### Prompt
The records beneath should be restated word for word.

(Stored items from a collection)
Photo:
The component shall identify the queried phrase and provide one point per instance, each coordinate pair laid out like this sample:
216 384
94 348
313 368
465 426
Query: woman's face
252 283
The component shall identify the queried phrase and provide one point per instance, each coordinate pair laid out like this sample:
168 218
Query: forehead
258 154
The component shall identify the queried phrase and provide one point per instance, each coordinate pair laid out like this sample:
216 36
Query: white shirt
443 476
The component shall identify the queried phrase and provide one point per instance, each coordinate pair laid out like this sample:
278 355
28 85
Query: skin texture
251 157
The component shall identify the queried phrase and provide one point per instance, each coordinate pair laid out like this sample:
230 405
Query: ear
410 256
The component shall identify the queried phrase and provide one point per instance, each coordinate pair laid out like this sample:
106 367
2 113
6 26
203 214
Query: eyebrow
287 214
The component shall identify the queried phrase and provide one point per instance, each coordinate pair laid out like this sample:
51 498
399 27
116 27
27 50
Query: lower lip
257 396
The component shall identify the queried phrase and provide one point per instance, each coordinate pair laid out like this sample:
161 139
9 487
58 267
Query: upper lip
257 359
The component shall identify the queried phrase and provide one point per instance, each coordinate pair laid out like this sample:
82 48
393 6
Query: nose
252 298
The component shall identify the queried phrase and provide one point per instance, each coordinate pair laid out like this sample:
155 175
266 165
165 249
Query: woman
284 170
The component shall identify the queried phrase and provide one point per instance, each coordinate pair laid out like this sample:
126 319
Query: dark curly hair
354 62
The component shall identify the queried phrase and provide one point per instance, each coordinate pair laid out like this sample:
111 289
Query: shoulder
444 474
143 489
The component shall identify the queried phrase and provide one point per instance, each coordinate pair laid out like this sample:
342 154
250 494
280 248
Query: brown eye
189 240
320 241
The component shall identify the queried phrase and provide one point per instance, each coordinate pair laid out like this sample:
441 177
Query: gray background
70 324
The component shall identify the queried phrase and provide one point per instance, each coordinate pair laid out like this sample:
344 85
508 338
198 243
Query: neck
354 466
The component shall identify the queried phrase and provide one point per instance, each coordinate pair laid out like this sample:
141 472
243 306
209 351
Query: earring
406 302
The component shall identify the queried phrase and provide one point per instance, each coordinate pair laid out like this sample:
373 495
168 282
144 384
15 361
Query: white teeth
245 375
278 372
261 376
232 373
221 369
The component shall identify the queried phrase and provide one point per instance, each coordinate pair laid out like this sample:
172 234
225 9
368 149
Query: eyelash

### Result
Photo:
The component shall identify the queried phrase and provide one point per instance, each coordinate pair laid out like this sample:
216 384
94 348
313 368
465 426
Query: woman's face
252 283
The component shall identify the queried phrase and provide one point per instance, each coordinate pair laid out like this sample:
168 218
Query: forehead
258 154
The component shall identify the queried phrase and provide one point per instance, each coordinate pair laid out like this sample:
216 36
Query: white shirt
443 476
The component shall identify the queried phrase and provide one point per instance, each coordinate pair laid out like this sample:
278 355
28 85
Query: skin texture
251 157
The component shall identify the queried phrase and provide one point per instance, each coordinate pair laid out like this sample:
230 405
Query: ear
410 256
The component shall identify the queried phrase and provide one point per instance, each coordinate pair laid out like this sample:
106 367
2 113
6 26
203 214
Query: eyebrow
287 214
The component shall identify the queried phrase and provide one point per instance, each coordinate pair laid out like this sample:
51 498
399 27
116 27
27 50
Query: lower lip
257 396
The component shall identify the queried phrase and provide one point per instance, each coordinate pair laid out like this sample:
161 139
9 487
58 267
Query: upper lip
257 359
The component shall identify the queried phrase and provide one point per instance, each coordinate pair laid out like this sample:
82 48
393 6
Query: nose
252 298
The component shall identify the queried phrase and provide one point per instance, each coordinate pair laid out like this sample:
155 175
266 165
165 249
Query: woman
284 170
The component shall identify the queried phrase and provide one point per instance, each coordinate pair laid out like this sample:
126 319
Query: dark curly hair
354 62
The component shall identify the queried phrase and provide one point per instance, each coordinate pair laid out like this sample:
111 289
Query: shoulder
444 474
143 489
The component shall identify the queried phrase and provide one point per instance, each coordinate pair laid out like this sample:
342 154
250 494
280 248
Query: brown eye
189 240
320 241
The component shall identify the queried phrase and provide one point per instance, each coordinate pair laid out like this sample:
441 177
Query: gray background
70 324
The component shall identify the queried phrase and provide one point per instance, each coordinate pair laid out like this sample:
344 85
508 338
198 243
Query: neck
354 466
The component shall identify the queried phrase and provide one point per instance, each coordinate pair laid out like this sample:
141 472
243 306
209 351
Query: earring
406 302
The component shall identify the queried phrase and provide one point per instance, each coordinate pair laid out like this sample:
373 495
168 282
144 384
15 361
Query: white teeth
245 375
278 372
261 376
232 373
221 369
The component shall identify the queried phrase and provide one point per instance, each coordinate pair laid out like this sample:
172 234
225 9
368 149
Query: eyelash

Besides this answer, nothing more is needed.